#### EXCERPT:
++++++++
Causes of Syncope
Syncope (fainting) has many causes. Sometimes it is not serious. In other cases, syncope is a sign of a heart problem. But treatment can help
When syncope is not serious
Your doctor may call your problem vasovagal syncope or orthostatic hypotension. These 2 types of syncope are not serious. They can be caused by:
Strong feelings, such as anxiety or fear. A nerve signal may briefly change your heart rate and lower your blood pressure too much.
Standing for too long. Standing may cause blood to pool in your legs. When this happens, your brain may not receive all the blood it needs.
Standing up too quickly. Your blood pressure may not adjust fast enough to changes in posture and may drop too low. Certain medications can also cause this problem.
++++++++
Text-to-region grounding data
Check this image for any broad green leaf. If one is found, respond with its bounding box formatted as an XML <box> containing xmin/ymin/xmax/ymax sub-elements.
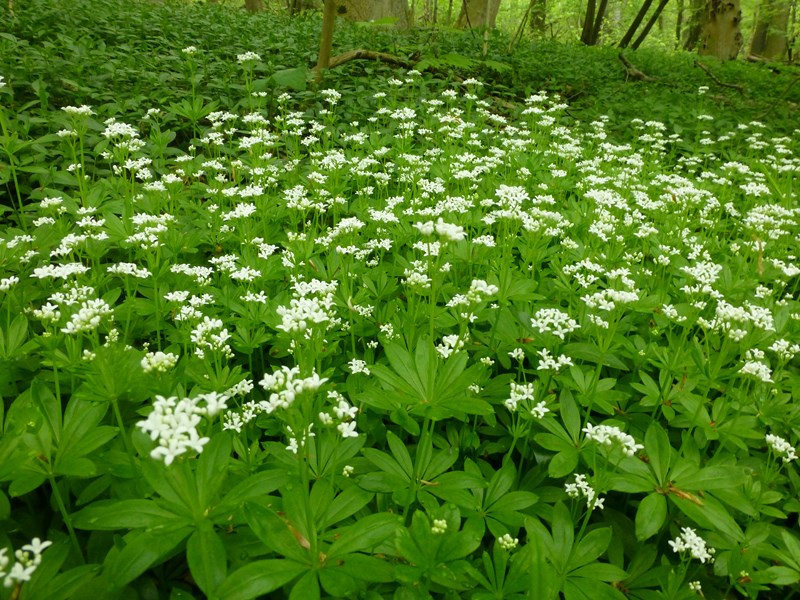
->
<box><xmin>328</xmin><ymin>512</ymin><xmax>400</xmax><ymax>558</ymax></box>
<box><xmin>644</xmin><ymin>421</ymin><xmax>672</xmax><ymax>485</ymax></box>
<box><xmin>195</xmin><ymin>431</ymin><xmax>231</xmax><ymax>509</ymax></box>
<box><xmin>636</xmin><ymin>492</ymin><xmax>667</xmax><ymax>542</ymax></box>
<box><xmin>244</xmin><ymin>502</ymin><xmax>308</xmax><ymax>563</ymax></box>
<box><xmin>217</xmin><ymin>558</ymin><xmax>308</xmax><ymax>600</ymax></box>
<box><xmin>567</xmin><ymin>527</ymin><xmax>612</xmax><ymax>570</ymax></box>
<box><xmin>72</xmin><ymin>500</ymin><xmax>188</xmax><ymax>531</ymax></box>
<box><xmin>211</xmin><ymin>469</ymin><xmax>288</xmax><ymax>518</ymax></box>
<box><xmin>289</xmin><ymin>571</ymin><xmax>320</xmax><ymax>600</ymax></box>
<box><xmin>106</xmin><ymin>527</ymin><xmax>192</xmax><ymax>588</ymax></box>
<box><xmin>186</xmin><ymin>521</ymin><xmax>228</xmax><ymax>598</ymax></box>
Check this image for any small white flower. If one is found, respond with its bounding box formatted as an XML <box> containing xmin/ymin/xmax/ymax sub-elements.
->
<box><xmin>497</xmin><ymin>533</ymin><xmax>519</xmax><ymax>552</ymax></box>
<box><xmin>669</xmin><ymin>527</ymin><xmax>716</xmax><ymax>563</ymax></box>
<box><xmin>431</xmin><ymin>519</ymin><xmax>447</xmax><ymax>535</ymax></box>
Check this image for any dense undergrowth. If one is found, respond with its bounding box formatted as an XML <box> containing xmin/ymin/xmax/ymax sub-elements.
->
<box><xmin>0</xmin><ymin>1</ymin><xmax>800</xmax><ymax>600</ymax></box>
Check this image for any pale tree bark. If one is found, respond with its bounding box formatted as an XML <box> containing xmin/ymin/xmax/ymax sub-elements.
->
<box><xmin>456</xmin><ymin>0</ymin><xmax>500</xmax><ymax>29</ymax></box>
<box><xmin>683</xmin><ymin>0</ymin><xmax>706</xmax><ymax>51</ymax></box>
<box><xmin>336</xmin><ymin>0</ymin><xmax>409</xmax><ymax>29</ymax></box>
<box><xmin>631</xmin><ymin>0</ymin><xmax>669</xmax><ymax>50</ymax></box>
<box><xmin>314</xmin><ymin>0</ymin><xmax>336</xmax><ymax>81</ymax></box>
<box><xmin>581</xmin><ymin>0</ymin><xmax>608</xmax><ymax>46</ymax></box>
<box><xmin>697</xmin><ymin>0</ymin><xmax>742</xmax><ymax>60</ymax></box>
<box><xmin>529</xmin><ymin>0</ymin><xmax>547</xmax><ymax>35</ymax></box>
<box><xmin>750</xmin><ymin>0</ymin><xmax>791</xmax><ymax>60</ymax></box>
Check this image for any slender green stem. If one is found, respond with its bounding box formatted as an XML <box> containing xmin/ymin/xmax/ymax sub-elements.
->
<box><xmin>48</xmin><ymin>473</ymin><xmax>86</xmax><ymax>564</ymax></box>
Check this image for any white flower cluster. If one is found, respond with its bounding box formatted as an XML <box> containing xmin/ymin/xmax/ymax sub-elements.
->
<box><xmin>531</xmin><ymin>308</ymin><xmax>580</xmax><ymax>340</ymax></box>
<box><xmin>0</xmin><ymin>275</ymin><xmax>19</xmax><ymax>292</ymax></box>
<box><xmin>769</xmin><ymin>340</ymin><xmax>800</xmax><ymax>362</ymax></box>
<box><xmin>503</xmin><ymin>381</ymin><xmax>534</xmax><ymax>412</ymax></box>
<box><xmin>536</xmin><ymin>348</ymin><xmax>573</xmax><ymax>373</ymax></box>
<box><xmin>497</xmin><ymin>533</ymin><xmax>519</xmax><ymax>552</ymax></box>
<box><xmin>31</xmin><ymin>263</ymin><xmax>89</xmax><ymax>279</ymax></box>
<box><xmin>0</xmin><ymin>536</ymin><xmax>53</xmax><ymax>596</ymax></box>
<box><xmin>189</xmin><ymin>317</ymin><xmax>233</xmax><ymax>358</ymax></box>
<box><xmin>669</xmin><ymin>527</ymin><xmax>716</xmax><ymax>563</ymax></box>
<box><xmin>766</xmin><ymin>433</ymin><xmax>797</xmax><ymax>464</ymax></box>
<box><xmin>319</xmin><ymin>390</ymin><xmax>358</xmax><ymax>438</ymax></box>
<box><xmin>276</xmin><ymin>279</ymin><xmax>340</xmax><ymax>339</ymax></box>
<box><xmin>564</xmin><ymin>473</ymin><xmax>606</xmax><ymax>510</ymax></box>
<box><xmin>236</xmin><ymin>51</ymin><xmax>261</xmax><ymax>63</ymax></box>
<box><xmin>739</xmin><ymin>348</ymin><xmax>773</xmax><ymax>383</ymax></box>
<box><xmin>582</xmin><ymin>423</ymin><xmax>644</xmax><ymax>456</ymax></box>
<box><xmin>61</xmin><ymin>298</ymin><xmax>114</xmax><ymax>335</ymax></box>
<box><xmin>436</xmin><ymin>333</ymin><xmax>464</xmax><ymax>358</ymax></box>
<box><xmin>258</xmin><ymin>365</ymin><xmax>328</xmax><ymax>414</ymax></box>
<box><xmin>107</xmin><ymin>263</ymin><xmax>152</xmax><ymax>279</ymax></box>
<box><xmin>447</xmin><ymin>279</ymin><xmax>500</xmax><ymax>308</ymax></box>
<box><xmin>141</xmin><ymin>351</ymin><xmax>178</xmax><ymax>373</ymax></box>
<box><xmin>414</xmin><ymin>217</ymin><xmax>465</xmax><ymax>242</ymax></box>
<box><xmin>431</xmin><ymin>519</ymin><xmax>447</xmax><ymax>535</ymax></box>
<box><xmin>136</xmin><ymin>392</ymin><xmax>228</xmax><ymax>465</ymax></box>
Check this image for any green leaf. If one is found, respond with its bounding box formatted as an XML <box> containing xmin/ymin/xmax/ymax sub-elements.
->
<box><xmin>106</xmin><ymin>527</ymin><xmax>192</xmax><ymax>588</ymax></box>
<box><xmin>195</xmin><ymin>431</ymin><xmax>232</xmax><ymax>509</ymax></box>
<box><xmin>570</xmin><ymin>563</ymin><xmax>628</xmax><ymax>581</ymax></box>
<box><xmin>547</xmin><ymin>448</ymin><xmax>580</xmax><ymax>479</ymax></box>
<box><xmin>217</xmin><ymin>558</ymin><xmax>308</xmax><ymax>600</ymax></box>
<box><xmin>317</xmin><ymin>485</ymin><xmax>375</xmax><ymax>529</ymax></box>
<box><xmin>674</xmin><ymin>465</ymin><xmax>748</xmax><ymax>491</ymax></box>
<box><xmin>186</xmin><ymin>521</ymin><xmax>228</xmax><ymax>597</ymax></box>
<box><xmin>289</xmin><ymin>571</ymin><xmax>320</xmax><ymax>600</ymax></box>
<box><xmin>636</xmin><ymin>492</ymin><xmax>667</xmax><ymax>542</ymax></box>
<box><xmin>644</xmin><ymin>421</ymin><xmax>672</xmax><ymax>485</ymax></box>
<box><xmin>244</xmin><ymin>502</ymin><xmax>308</xmax><ymax>563</ymax></box>
<box><xmin>72</xmin><ymin>500</ymin><xmax>188</xmax><ymax>531</ymax></box>
<box><xmin>211</xmin><ymin>469</ymin><xmax>289</xmax><ymax>518</ymax></box>
<box><xmin>270</xmin><ymin>67</ymin><xmax>311</xmax><ymax>92</ymax></box>
<box><xmin>328</xmin><ymin>512</ymin><xmax>400</xmax><ymax>558</ymax></box>
<box><xmin>567</xmin><ymin>527</ymin><xmax>612</xmax><ymax>570</ymax></box>
<box><xmin>386</xmin><ymin>431</ymin><xmax>414</xmax><ymax>479</ymax></box>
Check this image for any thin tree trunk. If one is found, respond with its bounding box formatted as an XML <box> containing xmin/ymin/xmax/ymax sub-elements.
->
<box><xmin>683</xmin><ymin>0</ymin><xmax>706</xmax><ymax>50</ymax></box>
<box><xmin>617</xmin><ymin>0</ymin><xmax>653</xmax><ymax>48</ymax></box>
<box><xmin>315</xmin><ymin>0</ymin><xmax>336</xmax><ymax>81</ymax></box>
<box><xmin>590</xmin><ymin>0</ymin><xmax>608</xmax><ymax>46</ymax></box>
<box><xmin>698</xmin><ymin>0</ymin><xmax>742</xmax><ymax>60</ymax></box>
<box><xmin>528</xmin><ymin>0</ymin><xmax>547</xmax><ymax>35</ymax></box>
<box><xmin>632</xmin><ymin>0</ymin><xmax>669</xmax><ymax>50</ymax></box>
<box><xmin>456</xmin><ymin>0</ymin><xmax>500</xmax><ymax>29</ymax></box>
<box><xmin>581</xmin><ymin>0</ymin><xmax>597</xmax><ymax>46</ymax></box>
<box><xmin>750</xmin><ymin>0</ymin><xmax>791</xmax><ymax>59</ymax></box>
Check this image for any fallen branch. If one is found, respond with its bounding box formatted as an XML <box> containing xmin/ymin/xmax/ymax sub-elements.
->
<box><xmin>694</xmin><ymin>60</ymin><xmax>744</xmax><ymax>94</ymax></box>
<box><xmin>314</xmin><ymin>50</ymin><xmax>413</xmax><ymax>71</ymax></box>
<box><xmin>619</xmin><ymin>52</ymin><xmax>658</xmax><ymax>81</ymax></box>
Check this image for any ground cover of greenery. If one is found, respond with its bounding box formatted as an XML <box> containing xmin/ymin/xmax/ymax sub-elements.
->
<box><xmin>0</xmin><ymin>1</ymin><xmax>800</xmax><ymax>600</ymax></box>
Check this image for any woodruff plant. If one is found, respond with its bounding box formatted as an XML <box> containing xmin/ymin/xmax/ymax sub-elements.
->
<box><xmin>0</xmin><ymin>25</ymin><xmax>800</xmax><ymax>600</ymax></box>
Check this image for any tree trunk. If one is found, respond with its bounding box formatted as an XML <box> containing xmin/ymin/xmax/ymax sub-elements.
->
<box><xmin>336</xmin><ymin>0</ymin><xmax>409</xmax><ymax>29</ymax></box>
<box><xmin>581</xmin><ymin>0</ymin><xmax>597</xmax><ymax>46</ymax></box>
<box><xmin>456</xmin><ymin>0</ymin><xmax>500</xmax><ymax>29</ymax></box>
<box><xmin>528</xmin><ymin>0</ymin><xmax>547</xmax><ymax>35</ymax></box>
<box><xmin>632</xmin><ymin>0</ymin><xmax>669</xmax><ymax>50</ymax></box>
<box><xmin>683</xmin><ymin>0</ymin><xmax>706</xmax><ymax>51</ymax></box>
<box><xmin>750</xmin><ymin>0</ymin><xmax>791</xmax><ymax>60</ymax></box>
<box><xmin>697</xmin><ymin>0</ymin><xmax>742</xmax><ymax>60</ymax></box>
<box><xmin>314</xmin><ymin>0</ymin><xmax>336</xmax><ymax>81</ymax></box>
<box><xmin>244</xmin><ymin>0</ymin><xmax>264</xmax><ymax>13</ymax></box>
<box><xmin>618</xmin><ymin>0</ymin><xmax>653</xmax><ymax>48</ymax></box>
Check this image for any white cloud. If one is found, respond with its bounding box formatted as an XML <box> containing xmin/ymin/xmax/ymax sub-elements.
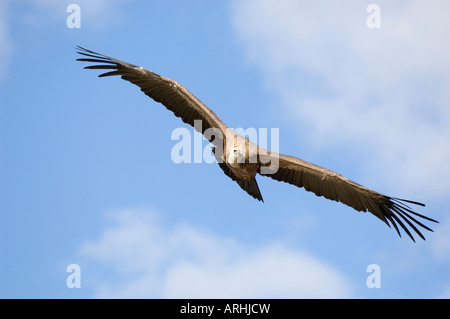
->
<box><xmin>0</xmin><ymin>1</ymin><xmax>12</xmax><ymax>80</ymax></box>
<box><xmin>232</xmin><ymin>0</ymin><xmax>450</xmax><ymax>198</ymax></box>
<box><xmin>79</xmin><ymin>210</ymin><xmax>353</xmax><ymax>298</ymax></box>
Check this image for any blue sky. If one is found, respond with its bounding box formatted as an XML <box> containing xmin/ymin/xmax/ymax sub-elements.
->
<box><xmin>0</xmin><ymin>0</ymin><xmax>450</xmax><ymax>298</ymax></box>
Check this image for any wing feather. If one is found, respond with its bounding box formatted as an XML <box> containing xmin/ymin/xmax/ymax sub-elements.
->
<box><xmin>261</xmin><ymin>153</ymin><xmax>437</xmax><ymax>241</ymax></box>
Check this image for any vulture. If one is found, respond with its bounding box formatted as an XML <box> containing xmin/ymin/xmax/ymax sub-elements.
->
<box><xmin>76</xmin><ymin>46</ymin><xmax>437</xmax><ymax>241</ymax></box>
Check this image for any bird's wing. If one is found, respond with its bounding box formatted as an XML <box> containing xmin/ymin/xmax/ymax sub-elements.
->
<box><xmin>261</xmin><ymin>153</ymin><xmax>437</xmax><ymax>241</ymax></box>
<box><xmin>77</xmin><ymin>46</ymin><xmax>226</xmax><ymax>147</ymax></box>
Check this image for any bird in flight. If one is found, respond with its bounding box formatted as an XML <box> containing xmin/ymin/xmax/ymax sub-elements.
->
<box><xmin>77</xmin><ymin>46</ymin><xmax>437</xmax><ymax>241</ymax></box>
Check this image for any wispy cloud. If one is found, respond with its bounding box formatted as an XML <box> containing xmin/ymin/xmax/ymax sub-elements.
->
<box><xmin>232</xmin><ymin>0</ymin><xmax>450</xmax><ymax>198</ymax></box>
<box><xmin>79</xmin><ymin>210</ymin><xmax>353</xmax><ymax>298</ymax></box>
++++++++
#### ASSIGNMENT 1:
According to the text on causes of syncope, what may happen to blood when a person stands for too long?
#### ASSIGNMENT 2:
Write out the text on causes of syncope from "Causes of Syncope" up to and including "blood it needs.".
#### ASSIGNMENT 3:
Translate this sentence from the text on causes of syncope into Spanish: "These 2 types of syncope are not serious."

#### SOLUTION 1:
It may pool in the legs.

#### SOLUTION 2:
Causes of Syncope
Syncope (fainting) has many causes. Sometimes it is not serious. In other cases, syncope is a sign of a heart problem. But treatment can help
When syncope is not serious
Your doctor may call your problem vasovagal syncope or orthostatic hypotension. These 2 types of syncope are not serious. They can be caused by:
Strong feelings, such as anxiety or fear. A nerve signal may briefly change your heart rate and lower your blood pressure too much.
Standing for too long. Standing may cause blood to pool in your legs. When this happens, your brain may not receive all the blood it needs.

#### SOLUTION 3:
Estos 2 tipos de síncope no son graves.